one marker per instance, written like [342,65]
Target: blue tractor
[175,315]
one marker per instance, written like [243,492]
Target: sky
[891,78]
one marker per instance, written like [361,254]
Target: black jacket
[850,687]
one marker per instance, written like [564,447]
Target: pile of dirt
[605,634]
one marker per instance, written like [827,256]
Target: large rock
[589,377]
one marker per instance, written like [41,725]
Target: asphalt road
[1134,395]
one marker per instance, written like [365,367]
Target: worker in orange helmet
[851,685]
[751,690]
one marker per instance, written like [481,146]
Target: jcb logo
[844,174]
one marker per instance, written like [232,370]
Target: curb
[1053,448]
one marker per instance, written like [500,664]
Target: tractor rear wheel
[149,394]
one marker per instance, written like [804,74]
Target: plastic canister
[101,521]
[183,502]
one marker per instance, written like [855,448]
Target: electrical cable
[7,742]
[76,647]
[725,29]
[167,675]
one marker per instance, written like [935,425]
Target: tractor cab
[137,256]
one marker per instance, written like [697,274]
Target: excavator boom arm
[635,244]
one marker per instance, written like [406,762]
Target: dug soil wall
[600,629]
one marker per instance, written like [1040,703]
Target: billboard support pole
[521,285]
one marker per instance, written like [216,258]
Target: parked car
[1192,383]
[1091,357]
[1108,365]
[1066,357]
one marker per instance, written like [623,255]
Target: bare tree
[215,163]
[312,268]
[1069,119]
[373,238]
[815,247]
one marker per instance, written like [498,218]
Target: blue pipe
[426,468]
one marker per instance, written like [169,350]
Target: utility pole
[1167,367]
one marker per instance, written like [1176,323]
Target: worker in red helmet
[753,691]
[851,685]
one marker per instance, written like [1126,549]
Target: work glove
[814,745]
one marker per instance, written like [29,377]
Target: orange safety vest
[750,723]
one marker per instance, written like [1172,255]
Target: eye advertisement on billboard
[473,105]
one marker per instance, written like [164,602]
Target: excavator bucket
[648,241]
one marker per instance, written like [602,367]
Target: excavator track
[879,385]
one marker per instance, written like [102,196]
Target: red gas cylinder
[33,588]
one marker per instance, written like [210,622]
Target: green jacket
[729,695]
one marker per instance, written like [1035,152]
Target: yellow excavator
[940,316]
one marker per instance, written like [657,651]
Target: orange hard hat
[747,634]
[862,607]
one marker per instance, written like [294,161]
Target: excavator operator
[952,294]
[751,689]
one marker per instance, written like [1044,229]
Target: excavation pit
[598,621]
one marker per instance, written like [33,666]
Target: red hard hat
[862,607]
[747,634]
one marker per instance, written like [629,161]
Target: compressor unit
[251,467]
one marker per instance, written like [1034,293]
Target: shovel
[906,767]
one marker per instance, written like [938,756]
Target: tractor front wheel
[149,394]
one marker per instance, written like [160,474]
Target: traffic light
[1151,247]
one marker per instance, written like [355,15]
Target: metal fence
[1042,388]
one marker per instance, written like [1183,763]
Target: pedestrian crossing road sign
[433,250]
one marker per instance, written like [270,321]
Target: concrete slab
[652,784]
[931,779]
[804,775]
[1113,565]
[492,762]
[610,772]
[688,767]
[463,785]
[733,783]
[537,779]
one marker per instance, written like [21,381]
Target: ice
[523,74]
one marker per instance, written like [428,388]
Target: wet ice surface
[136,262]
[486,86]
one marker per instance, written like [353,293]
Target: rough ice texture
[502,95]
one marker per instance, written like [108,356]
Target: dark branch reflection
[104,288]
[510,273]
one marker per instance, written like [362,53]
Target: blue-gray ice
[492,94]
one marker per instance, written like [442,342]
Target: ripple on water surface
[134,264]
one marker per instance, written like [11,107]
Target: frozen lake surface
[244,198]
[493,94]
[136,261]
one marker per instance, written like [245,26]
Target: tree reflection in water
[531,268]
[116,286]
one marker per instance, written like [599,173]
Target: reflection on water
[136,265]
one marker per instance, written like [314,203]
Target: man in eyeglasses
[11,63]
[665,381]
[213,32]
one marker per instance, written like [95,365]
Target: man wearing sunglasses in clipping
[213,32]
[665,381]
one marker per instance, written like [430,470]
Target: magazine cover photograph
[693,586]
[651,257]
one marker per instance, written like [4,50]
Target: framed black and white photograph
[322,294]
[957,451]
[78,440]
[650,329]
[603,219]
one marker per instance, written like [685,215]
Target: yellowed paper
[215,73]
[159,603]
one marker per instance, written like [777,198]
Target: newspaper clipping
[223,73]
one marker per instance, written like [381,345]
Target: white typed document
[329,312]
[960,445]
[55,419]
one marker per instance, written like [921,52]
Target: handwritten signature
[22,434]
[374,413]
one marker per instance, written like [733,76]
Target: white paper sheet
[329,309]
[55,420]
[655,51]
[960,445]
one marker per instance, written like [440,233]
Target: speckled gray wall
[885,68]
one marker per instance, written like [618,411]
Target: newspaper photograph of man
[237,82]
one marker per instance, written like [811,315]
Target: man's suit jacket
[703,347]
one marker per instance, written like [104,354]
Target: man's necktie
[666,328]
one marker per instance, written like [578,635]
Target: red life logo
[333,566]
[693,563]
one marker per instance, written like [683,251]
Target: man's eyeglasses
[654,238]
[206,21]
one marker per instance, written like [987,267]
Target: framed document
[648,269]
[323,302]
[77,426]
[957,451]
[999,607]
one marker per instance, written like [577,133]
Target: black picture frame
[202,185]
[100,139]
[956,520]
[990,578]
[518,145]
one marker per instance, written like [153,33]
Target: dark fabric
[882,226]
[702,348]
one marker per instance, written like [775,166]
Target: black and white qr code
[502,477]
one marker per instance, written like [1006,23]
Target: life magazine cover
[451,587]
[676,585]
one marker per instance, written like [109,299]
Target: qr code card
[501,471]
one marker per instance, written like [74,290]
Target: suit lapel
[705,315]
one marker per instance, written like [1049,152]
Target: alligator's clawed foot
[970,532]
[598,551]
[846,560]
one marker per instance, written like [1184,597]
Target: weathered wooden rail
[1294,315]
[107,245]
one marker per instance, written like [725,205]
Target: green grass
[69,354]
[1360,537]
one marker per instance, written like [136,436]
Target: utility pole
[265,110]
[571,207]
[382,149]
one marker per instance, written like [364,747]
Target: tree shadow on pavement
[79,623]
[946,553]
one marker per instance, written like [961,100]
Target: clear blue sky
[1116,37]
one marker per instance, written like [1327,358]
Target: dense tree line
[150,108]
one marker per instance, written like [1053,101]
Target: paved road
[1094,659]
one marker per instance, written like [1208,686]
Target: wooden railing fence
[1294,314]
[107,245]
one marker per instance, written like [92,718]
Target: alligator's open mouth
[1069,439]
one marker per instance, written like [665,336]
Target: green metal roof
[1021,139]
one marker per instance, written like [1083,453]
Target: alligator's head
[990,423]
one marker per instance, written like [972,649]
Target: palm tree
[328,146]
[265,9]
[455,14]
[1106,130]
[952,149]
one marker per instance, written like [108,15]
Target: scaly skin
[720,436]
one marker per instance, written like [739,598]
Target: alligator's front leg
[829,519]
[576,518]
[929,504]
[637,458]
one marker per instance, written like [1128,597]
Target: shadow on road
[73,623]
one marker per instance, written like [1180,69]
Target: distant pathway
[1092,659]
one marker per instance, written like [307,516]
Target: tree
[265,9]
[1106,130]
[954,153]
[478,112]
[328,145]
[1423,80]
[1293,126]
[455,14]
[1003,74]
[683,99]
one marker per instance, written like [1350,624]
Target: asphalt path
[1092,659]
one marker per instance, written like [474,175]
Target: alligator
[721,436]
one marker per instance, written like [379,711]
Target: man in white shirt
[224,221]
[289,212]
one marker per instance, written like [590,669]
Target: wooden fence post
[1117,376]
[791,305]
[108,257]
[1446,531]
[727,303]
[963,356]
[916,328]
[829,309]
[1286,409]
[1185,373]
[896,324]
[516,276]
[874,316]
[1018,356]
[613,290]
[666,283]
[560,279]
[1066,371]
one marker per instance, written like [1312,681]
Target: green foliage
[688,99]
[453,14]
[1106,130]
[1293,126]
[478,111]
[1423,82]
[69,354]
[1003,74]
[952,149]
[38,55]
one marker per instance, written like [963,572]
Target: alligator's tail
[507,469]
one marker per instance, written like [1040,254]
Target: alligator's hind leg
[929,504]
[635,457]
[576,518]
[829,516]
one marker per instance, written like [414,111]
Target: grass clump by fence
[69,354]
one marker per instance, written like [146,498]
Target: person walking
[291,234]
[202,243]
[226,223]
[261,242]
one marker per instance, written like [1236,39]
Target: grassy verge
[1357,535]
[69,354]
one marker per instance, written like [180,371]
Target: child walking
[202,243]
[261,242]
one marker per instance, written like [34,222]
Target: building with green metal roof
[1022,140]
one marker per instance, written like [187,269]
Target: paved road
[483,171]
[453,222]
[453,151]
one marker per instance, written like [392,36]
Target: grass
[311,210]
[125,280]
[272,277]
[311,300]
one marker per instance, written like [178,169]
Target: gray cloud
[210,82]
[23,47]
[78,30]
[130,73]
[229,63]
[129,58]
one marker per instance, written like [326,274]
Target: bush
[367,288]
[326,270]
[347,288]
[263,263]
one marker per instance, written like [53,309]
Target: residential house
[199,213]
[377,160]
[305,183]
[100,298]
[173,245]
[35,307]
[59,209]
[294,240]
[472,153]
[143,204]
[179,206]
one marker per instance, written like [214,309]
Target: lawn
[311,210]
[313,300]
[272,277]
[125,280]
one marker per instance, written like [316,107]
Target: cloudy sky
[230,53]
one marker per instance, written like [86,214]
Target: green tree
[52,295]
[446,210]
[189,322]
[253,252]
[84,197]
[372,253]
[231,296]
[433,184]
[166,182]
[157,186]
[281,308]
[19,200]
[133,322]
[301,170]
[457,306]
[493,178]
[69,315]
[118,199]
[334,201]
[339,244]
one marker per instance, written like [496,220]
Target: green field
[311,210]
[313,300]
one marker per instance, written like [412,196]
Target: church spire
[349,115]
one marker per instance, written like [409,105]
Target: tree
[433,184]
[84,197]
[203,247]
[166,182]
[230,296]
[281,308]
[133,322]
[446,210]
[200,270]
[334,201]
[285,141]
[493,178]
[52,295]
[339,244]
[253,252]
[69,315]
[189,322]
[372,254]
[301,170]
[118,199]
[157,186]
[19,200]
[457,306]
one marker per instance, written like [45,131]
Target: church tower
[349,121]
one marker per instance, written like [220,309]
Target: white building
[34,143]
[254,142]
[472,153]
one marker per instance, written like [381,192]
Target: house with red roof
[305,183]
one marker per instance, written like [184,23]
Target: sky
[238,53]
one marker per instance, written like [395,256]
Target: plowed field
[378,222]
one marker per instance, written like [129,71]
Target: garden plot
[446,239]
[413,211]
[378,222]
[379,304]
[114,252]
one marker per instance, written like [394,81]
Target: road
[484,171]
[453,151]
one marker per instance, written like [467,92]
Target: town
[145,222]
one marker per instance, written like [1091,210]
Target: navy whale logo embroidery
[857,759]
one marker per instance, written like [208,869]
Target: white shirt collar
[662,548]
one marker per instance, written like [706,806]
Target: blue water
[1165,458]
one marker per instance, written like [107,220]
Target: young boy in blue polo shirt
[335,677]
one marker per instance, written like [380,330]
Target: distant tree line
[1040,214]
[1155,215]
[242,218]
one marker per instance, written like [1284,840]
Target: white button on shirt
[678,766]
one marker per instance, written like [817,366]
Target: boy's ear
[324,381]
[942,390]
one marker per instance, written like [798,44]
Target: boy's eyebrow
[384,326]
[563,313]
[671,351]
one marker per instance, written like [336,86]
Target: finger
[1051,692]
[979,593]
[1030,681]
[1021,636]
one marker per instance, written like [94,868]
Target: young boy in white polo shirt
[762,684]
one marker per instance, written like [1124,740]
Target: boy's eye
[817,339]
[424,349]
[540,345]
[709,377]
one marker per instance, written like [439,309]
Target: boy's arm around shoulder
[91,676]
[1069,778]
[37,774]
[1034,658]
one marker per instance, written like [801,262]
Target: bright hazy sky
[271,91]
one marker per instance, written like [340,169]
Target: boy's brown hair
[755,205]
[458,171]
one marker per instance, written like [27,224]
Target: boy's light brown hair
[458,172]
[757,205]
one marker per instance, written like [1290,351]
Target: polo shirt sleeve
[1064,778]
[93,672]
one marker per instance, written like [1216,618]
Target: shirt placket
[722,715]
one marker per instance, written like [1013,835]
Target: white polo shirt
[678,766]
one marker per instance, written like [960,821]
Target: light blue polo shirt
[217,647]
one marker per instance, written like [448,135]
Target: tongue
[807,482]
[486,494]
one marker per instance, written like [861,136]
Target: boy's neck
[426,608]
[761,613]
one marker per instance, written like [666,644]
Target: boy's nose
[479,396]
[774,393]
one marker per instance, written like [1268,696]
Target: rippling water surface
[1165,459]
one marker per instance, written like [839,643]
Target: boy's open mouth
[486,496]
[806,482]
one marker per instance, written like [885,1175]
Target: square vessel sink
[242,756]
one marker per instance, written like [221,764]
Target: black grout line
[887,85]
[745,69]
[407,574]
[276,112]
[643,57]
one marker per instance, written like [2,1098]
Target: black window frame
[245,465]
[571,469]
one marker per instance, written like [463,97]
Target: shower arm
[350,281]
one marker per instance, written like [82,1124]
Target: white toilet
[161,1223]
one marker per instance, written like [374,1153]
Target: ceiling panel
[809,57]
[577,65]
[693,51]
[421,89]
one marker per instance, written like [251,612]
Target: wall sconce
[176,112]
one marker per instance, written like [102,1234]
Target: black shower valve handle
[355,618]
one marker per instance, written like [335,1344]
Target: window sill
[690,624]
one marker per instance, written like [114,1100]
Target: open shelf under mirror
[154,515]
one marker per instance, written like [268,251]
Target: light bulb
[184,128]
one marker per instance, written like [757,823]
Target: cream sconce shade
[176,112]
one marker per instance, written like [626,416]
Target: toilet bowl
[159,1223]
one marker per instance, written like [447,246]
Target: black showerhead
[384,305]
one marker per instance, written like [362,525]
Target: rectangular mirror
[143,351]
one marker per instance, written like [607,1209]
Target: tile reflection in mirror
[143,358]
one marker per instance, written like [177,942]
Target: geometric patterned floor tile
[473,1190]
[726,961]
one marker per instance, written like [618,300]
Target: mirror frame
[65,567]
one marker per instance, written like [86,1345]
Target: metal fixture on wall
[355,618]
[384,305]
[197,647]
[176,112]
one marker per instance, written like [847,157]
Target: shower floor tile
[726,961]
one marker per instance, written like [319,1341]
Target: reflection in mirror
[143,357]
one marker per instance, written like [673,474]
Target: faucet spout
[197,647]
□ □ □
Transcribe exactly, and only, the lines from the one bearing "one marker per instance, written like [885,1175]" through the last line of the entries, counting both.

one marker per instance, written like [885,1175]
Target: square vessel sink
[242,756]
one marker per instance, written like [221,764]
Target: black grout line
[887,85]
[745,69]
[407,574]
[276,112]
[643,57]
one marker per instance, written like [2,1098]
Target: black window frame
[245,465]
[571,469]
one marker per instance, written like [463,97]
Target: shower arm
[350,281]
one marker per instance, written like [82,1124]
Target: white toilet
[161,1223]
one marker per instance, written like [374,1153]
Target: ceiling panel
[809,57]
[577,65]
[693,51]
[421,89]
one marker per instance, written like [251,612]
Target: wall sconce
[176,112]
one marker per instance, written like [102,1234]
Target: black shower valve handle
[355,618]
one marker per instance, written like [335,1344]
Target: window sill
[690,624]
one marker per instance, written like [114,1100]
Target: open shelf under mirror
[154,515]
one marker per instance, written like [268,251]
Target: light bulb
[184,128]
one marker per instance, written like [757,823]
Target: cream sconce shade
[176,112]
one marker per instance, written like [626,416]
Target: toilet bowl
[159,1223]
one marker per instance, written like [447,246]
Target: black showerhead
[384,305]
one marker per instance, written like [362,525]
Target: rectangular mirror
[143,351]
one marker per instance, written like [607,1209]
Target: tile reflection in mirror
[143,358]
one marker per instance, written like [177,942]
Target: geometric patterned floor tile
[473,1190]
[726,961]
one marker per instance, written like [618,300]
Target: mirror frame
[65,567]
one marker per instance, written like [86,1345]
Target: metal fixture on wall
[355,618]
[384,305]
[197,647]
[176,112]
one marker per instance, written like [847,157]
Target: shower floor tile
[726,961]
one marker per instance, written like [319,1341]
Target: reflection in mirror
[143,357]
one marker per instance, written like [673,474]
Target: faucet spout
[197,647]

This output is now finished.